→ **Aim of the exercise**:
Set down the lines of the material below word for word, only the stretch from the line containing "Where can you spot the crowd" through the line containing "column 115, row 367", both included.
## Start Dataset records
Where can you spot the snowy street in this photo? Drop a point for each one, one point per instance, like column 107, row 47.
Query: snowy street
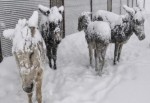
column 76, row 82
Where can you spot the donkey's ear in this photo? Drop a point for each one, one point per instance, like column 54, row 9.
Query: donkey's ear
column 44, row 10
column 9, row 33
column 140, row 4
column 61, row 9
column 129, row 10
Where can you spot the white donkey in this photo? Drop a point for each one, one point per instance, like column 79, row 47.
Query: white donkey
column 130, row 23
column 28, row 49
column 51, row 30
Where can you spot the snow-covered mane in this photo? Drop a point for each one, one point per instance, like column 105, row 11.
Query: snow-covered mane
column 22, row 36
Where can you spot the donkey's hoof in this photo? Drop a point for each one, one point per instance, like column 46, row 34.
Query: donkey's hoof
column 54, row 67
column 115, row 62
column 50, row 65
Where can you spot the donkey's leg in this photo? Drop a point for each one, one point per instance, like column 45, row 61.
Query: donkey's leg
column 119, row 52
column 49, row 55
column 30, row 98
column 39, row 86
column 90, row 54
column 116, row 53
column 96, row 60
column 54, row 51
column 103, row 56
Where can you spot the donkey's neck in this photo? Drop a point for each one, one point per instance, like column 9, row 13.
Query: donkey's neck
column 128, row 25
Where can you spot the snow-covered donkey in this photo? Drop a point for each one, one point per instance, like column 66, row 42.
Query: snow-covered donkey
column 28, row 49
column 130, row 23
column 51, row 30
column 98, row 35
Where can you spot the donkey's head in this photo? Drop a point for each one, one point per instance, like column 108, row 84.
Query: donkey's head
column 25, row 37
column 84, row 20
column 54, row 19
column 136, row 15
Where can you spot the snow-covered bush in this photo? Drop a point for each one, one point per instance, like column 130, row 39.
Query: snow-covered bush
column 98, row 35
column 29, row 51
column 50, row 26
column 123, row 26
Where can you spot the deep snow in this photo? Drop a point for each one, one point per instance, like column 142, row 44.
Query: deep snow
column 76, row 82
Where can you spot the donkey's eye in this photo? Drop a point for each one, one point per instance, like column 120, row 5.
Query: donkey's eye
column 31, row 55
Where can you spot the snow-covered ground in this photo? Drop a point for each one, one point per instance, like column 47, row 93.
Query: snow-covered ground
column 75, row 82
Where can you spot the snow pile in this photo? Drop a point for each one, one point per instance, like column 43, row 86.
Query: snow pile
column 44, row 8
column 129, row 10
column 9, row 33
column 99, row 30
column 21, row 36
column 53, row 14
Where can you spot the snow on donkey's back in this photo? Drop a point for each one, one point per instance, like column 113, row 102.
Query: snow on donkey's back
column 28, row 49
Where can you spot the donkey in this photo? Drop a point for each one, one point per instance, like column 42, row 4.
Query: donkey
column 98, row 35
column 131, row 22
column 51, row 31
column 28, row 49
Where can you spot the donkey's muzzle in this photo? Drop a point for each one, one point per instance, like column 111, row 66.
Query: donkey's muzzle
column 142, row 37
column 28, row 89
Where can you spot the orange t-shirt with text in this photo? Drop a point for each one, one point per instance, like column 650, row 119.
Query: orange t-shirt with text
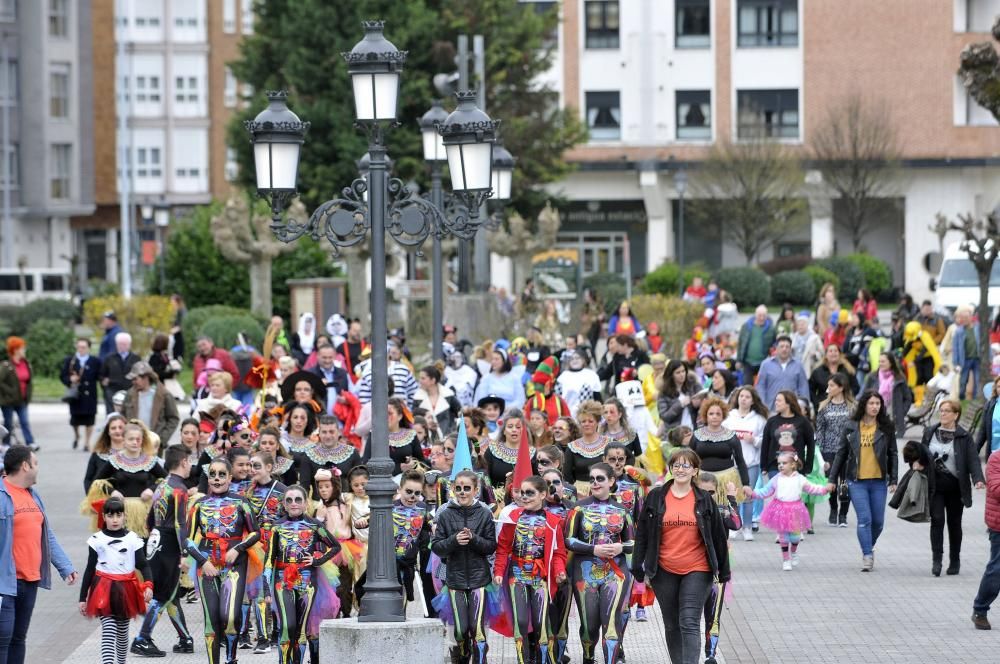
column 682, row 549
column 27, row 544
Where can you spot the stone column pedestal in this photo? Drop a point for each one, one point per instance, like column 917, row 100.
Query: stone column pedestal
column 347, row 641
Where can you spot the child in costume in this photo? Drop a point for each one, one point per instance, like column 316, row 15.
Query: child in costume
column 464, row 539
column 111, row 590
column 411, row 528
column 599, row 533
column 222, row 529
column 304, row 590
column 731, row 518
column 787, row 514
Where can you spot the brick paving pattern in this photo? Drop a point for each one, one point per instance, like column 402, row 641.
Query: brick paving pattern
column 825, row 611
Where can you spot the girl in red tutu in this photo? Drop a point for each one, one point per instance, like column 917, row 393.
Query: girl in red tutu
column 787, row 514
column 111, row 588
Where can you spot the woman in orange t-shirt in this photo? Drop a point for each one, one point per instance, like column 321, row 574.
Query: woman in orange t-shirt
column 680, row 545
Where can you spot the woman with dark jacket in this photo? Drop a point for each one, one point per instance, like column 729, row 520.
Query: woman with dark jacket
column 954, row 466
column 867, row 460
column 464, row 539
column 675, row 394
column 679, row 562
column 890, row 382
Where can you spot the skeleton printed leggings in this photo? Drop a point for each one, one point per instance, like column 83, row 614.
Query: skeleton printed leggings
column 559, row 609
column 601, row 601
column 469, row 607
column 293, row 609
column 531, row 621
column 114, row 640
column 222, row 600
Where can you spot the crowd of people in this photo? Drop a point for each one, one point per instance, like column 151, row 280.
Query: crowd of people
column 535, row 474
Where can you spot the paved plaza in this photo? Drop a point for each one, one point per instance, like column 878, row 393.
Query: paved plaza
column 826, row 611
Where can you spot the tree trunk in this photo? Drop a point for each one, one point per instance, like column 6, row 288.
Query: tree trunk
column 358, row 299
column 260, row 287
column 985, row 364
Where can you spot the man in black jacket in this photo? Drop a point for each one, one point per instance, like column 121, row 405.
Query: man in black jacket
column 115, row 367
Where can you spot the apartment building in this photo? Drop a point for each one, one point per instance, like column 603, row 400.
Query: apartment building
column 659, row 81
column 165, row 64
column 46, row 133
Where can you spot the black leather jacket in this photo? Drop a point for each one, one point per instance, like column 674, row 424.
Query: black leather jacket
column 649, row 526
column 467, row 567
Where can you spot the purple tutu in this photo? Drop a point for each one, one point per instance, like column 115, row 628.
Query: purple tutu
column 786, row 517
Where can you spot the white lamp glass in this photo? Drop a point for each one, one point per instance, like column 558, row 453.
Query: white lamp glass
column 470, row 166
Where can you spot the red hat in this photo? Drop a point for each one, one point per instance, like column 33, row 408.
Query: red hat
column 522, row 469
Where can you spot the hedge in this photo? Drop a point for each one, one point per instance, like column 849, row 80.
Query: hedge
column 877, row 273
column 49, row 342
column 664, row 279
column 794, row 286
column 852, row 279
column 749, row 286
column 821, row 276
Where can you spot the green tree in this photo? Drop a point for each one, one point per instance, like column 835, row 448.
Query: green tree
column 297, row 45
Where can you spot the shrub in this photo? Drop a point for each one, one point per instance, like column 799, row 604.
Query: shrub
column 748, row 285
column 785, row 263
column 49, row 342
column 820, row 276
column 142, row 316
column 224, row 330
column 663, row 280
column 609, row 288
column 793, row 286
column 851, row 278
column 877, row 273
column 19, row 319
column 675, row 317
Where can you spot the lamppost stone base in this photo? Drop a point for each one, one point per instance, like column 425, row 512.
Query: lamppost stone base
column 348, row 641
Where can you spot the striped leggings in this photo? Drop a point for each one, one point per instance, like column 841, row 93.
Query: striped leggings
column 114, row 640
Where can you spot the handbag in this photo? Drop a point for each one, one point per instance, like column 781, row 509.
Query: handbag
column 71, row 394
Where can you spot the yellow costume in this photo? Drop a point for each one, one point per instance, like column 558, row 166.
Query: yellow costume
column 918, row 344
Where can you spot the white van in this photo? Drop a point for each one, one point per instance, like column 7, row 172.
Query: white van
column 957, row 283
column 38, row 283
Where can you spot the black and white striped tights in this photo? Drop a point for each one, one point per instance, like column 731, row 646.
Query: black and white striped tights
column 114, row 640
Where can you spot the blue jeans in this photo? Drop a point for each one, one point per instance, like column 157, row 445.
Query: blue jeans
column 15, row 616
column 22, row 417
column 970, row 365
column 748, row 508
column 868, row 498
column 989, row 587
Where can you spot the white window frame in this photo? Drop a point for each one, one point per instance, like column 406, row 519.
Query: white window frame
column 64, row 71
column 58, row 12
column 60, row 171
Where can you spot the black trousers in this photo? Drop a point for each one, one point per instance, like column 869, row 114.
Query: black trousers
column 946, row 506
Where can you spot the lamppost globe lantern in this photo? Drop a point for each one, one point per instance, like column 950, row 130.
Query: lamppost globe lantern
column 503, row 172
column 433, row 143
column 374, row 65
column 277, row 135
column 468, row 135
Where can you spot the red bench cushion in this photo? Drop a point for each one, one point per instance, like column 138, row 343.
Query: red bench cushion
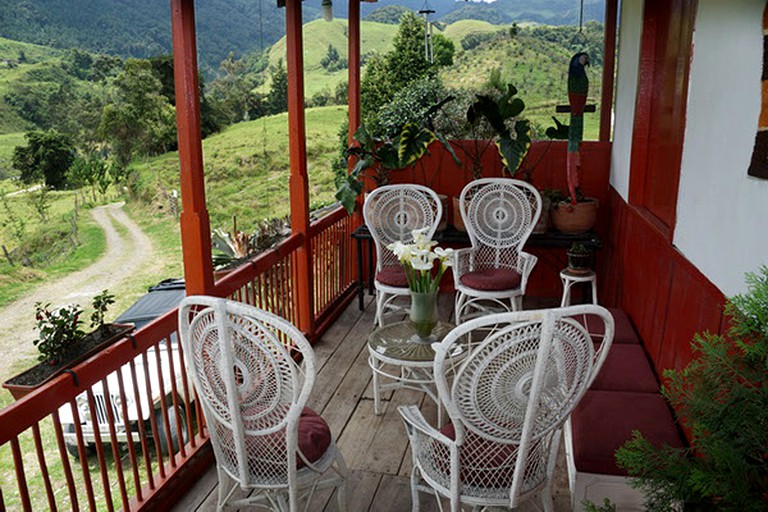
## End Dataset records
→ **Result below**:
Where can you spot the crowd of people in this photo? Drop a point for each one, one point per instance, like column 151, row 280.
Query: crowd of people
column 535, row 474
Where can you spot the paved plaza in this photo? Drop a point for each one, one point per instance, like column 878, row 393.
Query: paved plaza
column 826, row 611
Where can you spot the tree trunk in this photo? Drop a point for each one, one point per instance, like column 6, row 288.
Query: tree trunk
column 358, row 299
column 260, row 287
column 985, row 364
Where can you spot the man in black jacket in this photo? Drop a point for each one, one point per instance, like column 121, row 405.
Query: man in black jacket
column 115, row 367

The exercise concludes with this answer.